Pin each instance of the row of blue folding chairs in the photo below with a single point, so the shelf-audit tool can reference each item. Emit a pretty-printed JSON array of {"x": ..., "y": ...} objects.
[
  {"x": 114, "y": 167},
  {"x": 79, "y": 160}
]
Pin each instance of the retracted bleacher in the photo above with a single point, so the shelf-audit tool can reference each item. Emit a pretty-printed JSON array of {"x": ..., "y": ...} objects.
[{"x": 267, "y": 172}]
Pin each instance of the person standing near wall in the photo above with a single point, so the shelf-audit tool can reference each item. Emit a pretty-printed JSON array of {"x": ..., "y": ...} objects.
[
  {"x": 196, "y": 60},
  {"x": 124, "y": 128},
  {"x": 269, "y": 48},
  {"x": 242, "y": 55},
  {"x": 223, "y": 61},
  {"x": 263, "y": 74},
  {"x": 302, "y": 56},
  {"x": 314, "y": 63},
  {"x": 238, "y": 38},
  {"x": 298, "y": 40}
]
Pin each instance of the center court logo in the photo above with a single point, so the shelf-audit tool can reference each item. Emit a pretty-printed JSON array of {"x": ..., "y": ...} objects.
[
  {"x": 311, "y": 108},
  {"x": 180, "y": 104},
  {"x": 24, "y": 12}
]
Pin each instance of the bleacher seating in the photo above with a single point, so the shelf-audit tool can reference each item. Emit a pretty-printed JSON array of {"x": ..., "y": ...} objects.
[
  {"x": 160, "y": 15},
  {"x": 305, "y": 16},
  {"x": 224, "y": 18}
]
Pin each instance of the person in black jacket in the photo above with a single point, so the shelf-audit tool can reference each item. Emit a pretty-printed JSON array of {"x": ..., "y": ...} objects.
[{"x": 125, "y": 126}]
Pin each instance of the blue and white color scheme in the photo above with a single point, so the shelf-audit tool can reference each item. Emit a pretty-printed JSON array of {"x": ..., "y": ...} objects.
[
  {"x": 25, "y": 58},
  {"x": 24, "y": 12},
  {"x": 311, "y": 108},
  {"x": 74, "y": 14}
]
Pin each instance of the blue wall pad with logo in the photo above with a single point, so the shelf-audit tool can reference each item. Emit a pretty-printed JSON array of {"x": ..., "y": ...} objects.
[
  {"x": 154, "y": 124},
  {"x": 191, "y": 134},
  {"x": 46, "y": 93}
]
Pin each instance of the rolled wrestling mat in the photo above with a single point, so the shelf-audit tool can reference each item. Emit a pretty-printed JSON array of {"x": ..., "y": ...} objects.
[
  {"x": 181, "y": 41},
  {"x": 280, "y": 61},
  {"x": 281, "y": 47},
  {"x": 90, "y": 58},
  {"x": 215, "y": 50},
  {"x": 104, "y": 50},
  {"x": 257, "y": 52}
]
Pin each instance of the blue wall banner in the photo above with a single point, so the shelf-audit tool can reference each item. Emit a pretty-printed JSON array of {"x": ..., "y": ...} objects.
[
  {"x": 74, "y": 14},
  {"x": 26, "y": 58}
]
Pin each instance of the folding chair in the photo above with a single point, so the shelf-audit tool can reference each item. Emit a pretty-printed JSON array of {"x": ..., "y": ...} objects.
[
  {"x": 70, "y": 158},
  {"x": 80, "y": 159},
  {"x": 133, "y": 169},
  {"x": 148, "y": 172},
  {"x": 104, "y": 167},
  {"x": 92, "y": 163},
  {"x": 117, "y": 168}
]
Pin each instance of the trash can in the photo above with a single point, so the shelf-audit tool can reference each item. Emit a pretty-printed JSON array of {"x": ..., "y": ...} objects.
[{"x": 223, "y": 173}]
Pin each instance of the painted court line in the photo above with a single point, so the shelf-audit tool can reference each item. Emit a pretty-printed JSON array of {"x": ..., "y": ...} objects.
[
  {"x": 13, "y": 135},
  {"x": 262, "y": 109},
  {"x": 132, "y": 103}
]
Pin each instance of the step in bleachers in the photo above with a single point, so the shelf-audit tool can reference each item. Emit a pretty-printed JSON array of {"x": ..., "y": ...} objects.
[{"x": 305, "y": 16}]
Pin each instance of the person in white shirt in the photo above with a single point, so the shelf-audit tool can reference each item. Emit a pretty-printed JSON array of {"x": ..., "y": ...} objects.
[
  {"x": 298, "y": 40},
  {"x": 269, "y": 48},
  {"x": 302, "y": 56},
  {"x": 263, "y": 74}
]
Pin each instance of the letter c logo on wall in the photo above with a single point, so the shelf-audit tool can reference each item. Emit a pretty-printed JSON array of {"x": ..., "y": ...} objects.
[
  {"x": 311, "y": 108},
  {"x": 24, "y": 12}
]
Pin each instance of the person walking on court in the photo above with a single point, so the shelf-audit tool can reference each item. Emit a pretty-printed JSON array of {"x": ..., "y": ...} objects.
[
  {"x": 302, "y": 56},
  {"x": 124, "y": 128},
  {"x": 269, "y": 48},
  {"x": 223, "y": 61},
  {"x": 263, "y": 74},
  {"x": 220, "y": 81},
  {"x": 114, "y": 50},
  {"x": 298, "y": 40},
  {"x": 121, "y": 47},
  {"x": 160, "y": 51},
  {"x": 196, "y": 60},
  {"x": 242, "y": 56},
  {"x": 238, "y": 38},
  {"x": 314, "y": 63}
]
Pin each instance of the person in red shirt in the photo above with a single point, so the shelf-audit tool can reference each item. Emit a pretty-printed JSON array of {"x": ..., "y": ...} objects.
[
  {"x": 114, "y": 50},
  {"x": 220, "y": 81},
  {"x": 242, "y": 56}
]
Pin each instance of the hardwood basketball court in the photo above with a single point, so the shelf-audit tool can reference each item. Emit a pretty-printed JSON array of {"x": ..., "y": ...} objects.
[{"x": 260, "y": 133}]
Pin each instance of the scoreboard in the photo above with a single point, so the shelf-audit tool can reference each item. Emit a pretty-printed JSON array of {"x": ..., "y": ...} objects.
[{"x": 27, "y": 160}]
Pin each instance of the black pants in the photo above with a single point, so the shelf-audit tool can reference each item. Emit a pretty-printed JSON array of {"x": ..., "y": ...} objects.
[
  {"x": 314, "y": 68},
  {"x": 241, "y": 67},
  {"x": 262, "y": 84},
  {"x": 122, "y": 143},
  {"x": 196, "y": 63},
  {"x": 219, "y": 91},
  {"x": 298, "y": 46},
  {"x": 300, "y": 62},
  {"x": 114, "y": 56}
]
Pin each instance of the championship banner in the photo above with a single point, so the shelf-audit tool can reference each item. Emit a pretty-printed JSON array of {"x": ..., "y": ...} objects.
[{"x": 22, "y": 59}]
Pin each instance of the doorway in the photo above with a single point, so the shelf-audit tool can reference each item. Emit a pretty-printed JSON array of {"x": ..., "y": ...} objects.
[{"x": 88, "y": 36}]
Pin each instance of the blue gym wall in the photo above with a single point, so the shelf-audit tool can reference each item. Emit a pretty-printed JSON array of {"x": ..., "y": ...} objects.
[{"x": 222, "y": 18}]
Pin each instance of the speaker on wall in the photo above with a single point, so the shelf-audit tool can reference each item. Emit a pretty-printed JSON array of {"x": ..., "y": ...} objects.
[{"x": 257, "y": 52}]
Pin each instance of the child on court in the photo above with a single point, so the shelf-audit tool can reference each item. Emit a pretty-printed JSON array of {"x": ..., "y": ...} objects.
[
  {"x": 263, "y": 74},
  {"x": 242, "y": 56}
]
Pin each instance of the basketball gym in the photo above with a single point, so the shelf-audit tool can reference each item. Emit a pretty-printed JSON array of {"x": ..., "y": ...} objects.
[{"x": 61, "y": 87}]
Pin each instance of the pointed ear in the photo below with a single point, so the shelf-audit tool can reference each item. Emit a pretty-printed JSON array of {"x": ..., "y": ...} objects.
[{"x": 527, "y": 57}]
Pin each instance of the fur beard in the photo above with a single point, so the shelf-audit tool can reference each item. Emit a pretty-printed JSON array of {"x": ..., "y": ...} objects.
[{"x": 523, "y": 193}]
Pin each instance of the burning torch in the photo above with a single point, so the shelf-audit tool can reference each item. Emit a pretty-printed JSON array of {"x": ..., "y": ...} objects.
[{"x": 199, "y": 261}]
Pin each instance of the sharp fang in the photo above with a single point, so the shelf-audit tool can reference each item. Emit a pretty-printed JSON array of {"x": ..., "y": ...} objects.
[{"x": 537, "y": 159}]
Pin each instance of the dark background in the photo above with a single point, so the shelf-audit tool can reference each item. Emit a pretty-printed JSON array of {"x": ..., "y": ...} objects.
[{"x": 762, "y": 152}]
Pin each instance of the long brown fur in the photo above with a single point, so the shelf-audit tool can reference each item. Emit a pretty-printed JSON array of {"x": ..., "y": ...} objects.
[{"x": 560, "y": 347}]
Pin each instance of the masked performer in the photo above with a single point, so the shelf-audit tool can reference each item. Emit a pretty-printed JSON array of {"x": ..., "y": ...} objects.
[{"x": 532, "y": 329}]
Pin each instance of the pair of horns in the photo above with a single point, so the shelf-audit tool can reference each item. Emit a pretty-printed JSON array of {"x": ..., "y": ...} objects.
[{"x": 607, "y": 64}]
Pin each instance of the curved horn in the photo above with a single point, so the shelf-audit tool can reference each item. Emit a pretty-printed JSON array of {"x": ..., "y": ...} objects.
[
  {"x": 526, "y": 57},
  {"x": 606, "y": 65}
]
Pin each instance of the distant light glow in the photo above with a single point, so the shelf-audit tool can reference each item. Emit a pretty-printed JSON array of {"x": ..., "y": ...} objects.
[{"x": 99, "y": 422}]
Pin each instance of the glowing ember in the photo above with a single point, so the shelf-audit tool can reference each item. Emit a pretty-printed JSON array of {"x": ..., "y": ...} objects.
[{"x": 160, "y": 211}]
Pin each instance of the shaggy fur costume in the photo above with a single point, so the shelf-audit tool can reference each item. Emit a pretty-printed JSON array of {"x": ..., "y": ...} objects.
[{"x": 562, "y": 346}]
------------------------------------------------------------------------
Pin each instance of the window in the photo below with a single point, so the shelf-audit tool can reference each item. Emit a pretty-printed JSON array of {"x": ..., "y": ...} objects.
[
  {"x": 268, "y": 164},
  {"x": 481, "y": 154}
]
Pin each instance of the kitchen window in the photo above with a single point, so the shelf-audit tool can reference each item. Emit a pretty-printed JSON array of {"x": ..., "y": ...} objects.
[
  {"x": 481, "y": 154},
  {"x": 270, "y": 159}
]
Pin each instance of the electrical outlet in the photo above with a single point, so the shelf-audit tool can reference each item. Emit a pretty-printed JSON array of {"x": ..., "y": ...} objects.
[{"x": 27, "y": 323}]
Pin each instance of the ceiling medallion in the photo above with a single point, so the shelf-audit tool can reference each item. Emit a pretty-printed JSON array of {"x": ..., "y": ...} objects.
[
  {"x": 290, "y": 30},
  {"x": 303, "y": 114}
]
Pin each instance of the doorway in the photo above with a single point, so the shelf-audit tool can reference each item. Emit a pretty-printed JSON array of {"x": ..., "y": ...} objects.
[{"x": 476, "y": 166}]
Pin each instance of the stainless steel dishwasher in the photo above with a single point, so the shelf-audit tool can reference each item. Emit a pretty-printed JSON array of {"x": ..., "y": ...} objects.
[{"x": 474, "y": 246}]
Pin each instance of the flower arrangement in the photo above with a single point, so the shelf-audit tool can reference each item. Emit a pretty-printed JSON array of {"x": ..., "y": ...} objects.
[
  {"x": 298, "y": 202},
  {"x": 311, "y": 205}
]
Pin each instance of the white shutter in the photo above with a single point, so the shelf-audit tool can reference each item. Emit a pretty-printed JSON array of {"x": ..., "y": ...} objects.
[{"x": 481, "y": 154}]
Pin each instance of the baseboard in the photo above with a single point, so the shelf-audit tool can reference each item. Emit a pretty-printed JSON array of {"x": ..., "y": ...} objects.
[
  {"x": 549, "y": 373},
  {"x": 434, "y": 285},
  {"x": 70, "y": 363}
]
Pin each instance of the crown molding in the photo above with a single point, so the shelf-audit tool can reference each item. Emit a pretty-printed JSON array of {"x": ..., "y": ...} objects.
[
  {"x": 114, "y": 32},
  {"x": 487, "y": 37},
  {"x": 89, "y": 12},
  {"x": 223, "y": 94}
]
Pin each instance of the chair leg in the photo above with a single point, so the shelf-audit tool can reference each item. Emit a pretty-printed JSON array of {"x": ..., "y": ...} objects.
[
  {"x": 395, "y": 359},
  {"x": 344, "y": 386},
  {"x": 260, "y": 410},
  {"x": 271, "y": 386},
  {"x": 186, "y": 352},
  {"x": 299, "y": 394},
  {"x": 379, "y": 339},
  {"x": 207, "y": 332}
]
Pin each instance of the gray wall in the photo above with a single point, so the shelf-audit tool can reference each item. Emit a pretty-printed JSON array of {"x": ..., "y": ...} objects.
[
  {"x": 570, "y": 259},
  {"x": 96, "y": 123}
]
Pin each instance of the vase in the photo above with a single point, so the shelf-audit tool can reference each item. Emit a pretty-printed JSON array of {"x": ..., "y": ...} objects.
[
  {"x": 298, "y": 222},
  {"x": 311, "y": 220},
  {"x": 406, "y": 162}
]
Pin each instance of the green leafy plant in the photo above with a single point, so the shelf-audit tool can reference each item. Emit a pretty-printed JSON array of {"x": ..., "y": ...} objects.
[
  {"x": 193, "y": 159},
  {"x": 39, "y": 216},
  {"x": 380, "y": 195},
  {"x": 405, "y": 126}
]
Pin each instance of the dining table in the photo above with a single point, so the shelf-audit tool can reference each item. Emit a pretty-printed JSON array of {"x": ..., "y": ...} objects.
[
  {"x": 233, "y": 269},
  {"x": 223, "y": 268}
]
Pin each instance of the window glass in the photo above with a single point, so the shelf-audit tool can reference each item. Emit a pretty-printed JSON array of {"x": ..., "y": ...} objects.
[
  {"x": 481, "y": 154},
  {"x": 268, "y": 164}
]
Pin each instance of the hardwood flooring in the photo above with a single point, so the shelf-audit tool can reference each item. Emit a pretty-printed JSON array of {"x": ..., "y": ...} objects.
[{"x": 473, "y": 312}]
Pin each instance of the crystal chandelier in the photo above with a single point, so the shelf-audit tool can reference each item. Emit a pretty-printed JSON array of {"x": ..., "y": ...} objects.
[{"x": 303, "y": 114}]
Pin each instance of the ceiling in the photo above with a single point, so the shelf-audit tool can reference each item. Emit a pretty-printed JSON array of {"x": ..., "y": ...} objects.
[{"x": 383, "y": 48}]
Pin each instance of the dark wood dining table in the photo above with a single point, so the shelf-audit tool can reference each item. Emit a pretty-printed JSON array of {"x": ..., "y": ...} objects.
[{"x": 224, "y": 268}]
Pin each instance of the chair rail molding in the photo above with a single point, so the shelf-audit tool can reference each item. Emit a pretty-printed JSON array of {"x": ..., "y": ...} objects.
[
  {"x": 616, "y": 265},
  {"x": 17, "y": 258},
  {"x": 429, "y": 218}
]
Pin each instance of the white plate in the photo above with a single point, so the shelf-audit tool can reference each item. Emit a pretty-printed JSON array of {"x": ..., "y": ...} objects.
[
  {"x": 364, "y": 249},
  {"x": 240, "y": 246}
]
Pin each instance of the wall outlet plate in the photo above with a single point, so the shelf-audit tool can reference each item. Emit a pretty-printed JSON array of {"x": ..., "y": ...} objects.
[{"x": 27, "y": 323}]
------------------------------------------------------------------------
## GOAL
Pull out every line in the data above that contains the word "basketball", and copy each one in full.

## TASK SOLUTION
Pin each instance of the hardwood basketball court in the photo above with a single point, so the shelf-audit tool can reference each item. Emit a pretty-printed JSON array of {"x": ..., "y": ...} objects.
Pin each instance of the basketball gym in the photo above with a single point, so the shelf-audit tool can reference each item. Emit a pretty-printed JSON array of {"x": ..., "y": ...} objects.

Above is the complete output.